Brief:
Respond with nothing but the number of lines in this data that include the word "below".

Supplied data:
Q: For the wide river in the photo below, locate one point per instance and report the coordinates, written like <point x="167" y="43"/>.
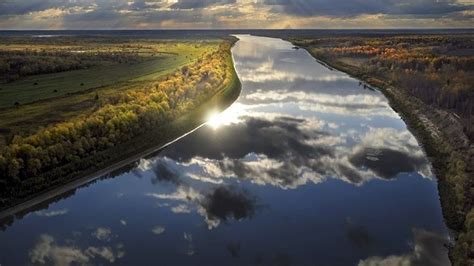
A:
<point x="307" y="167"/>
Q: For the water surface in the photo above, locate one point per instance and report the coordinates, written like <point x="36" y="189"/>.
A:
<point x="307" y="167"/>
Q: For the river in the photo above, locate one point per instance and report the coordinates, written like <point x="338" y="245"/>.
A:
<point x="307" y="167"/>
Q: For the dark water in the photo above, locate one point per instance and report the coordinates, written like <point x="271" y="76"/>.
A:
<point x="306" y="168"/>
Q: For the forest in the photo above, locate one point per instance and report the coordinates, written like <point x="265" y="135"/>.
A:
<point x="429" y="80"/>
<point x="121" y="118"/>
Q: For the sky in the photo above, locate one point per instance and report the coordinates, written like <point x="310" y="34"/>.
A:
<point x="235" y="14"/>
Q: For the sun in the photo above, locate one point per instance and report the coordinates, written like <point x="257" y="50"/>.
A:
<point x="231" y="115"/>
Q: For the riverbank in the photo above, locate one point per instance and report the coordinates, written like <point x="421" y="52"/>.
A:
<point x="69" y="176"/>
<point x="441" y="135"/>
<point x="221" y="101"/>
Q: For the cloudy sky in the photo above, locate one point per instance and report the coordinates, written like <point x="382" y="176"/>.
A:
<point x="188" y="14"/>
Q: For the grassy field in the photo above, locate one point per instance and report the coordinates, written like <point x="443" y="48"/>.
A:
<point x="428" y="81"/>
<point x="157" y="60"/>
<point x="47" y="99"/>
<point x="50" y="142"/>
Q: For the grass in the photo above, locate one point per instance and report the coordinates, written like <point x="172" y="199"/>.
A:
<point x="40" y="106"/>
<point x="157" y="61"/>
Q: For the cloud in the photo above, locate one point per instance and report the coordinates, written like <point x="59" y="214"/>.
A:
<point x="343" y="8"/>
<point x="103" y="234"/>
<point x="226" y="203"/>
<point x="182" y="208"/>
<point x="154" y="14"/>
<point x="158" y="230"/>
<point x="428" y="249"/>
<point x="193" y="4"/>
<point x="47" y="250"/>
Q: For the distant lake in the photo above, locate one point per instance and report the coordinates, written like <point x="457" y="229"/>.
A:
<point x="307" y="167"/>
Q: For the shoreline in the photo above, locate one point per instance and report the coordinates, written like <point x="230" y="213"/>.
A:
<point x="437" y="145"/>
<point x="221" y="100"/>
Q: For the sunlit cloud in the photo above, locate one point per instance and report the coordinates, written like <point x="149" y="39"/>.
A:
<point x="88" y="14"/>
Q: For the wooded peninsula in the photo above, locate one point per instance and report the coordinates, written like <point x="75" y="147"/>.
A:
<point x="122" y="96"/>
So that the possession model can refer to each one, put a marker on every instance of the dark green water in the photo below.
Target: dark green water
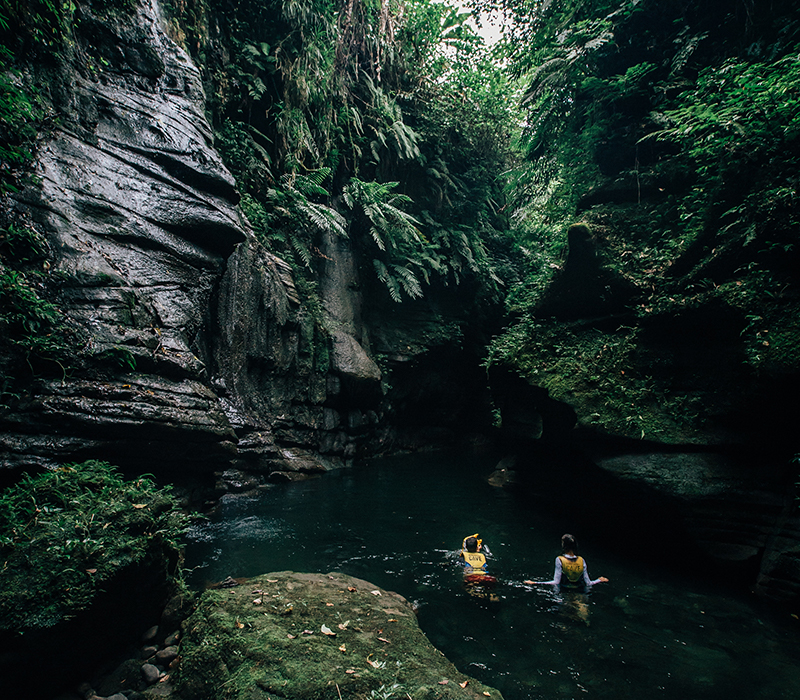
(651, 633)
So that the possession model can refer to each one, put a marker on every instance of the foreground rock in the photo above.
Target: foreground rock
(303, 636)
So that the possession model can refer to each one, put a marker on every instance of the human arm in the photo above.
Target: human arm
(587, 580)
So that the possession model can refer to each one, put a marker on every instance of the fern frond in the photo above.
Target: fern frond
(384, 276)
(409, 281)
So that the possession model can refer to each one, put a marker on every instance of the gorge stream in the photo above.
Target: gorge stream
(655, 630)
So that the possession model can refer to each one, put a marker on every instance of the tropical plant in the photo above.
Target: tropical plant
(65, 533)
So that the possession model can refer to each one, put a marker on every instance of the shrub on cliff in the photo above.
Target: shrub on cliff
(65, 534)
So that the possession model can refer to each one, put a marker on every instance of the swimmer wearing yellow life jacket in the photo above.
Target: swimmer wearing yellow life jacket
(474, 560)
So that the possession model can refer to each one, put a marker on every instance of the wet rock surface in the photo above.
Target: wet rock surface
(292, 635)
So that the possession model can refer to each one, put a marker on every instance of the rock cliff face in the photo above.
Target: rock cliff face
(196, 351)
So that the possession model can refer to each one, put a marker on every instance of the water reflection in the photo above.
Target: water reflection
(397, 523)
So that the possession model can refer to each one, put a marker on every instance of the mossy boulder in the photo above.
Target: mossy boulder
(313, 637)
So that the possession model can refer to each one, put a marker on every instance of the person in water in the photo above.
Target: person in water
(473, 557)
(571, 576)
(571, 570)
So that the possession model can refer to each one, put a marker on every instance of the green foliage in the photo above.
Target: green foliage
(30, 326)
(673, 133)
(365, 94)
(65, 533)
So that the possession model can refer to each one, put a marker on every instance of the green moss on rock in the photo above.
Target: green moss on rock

Result:
2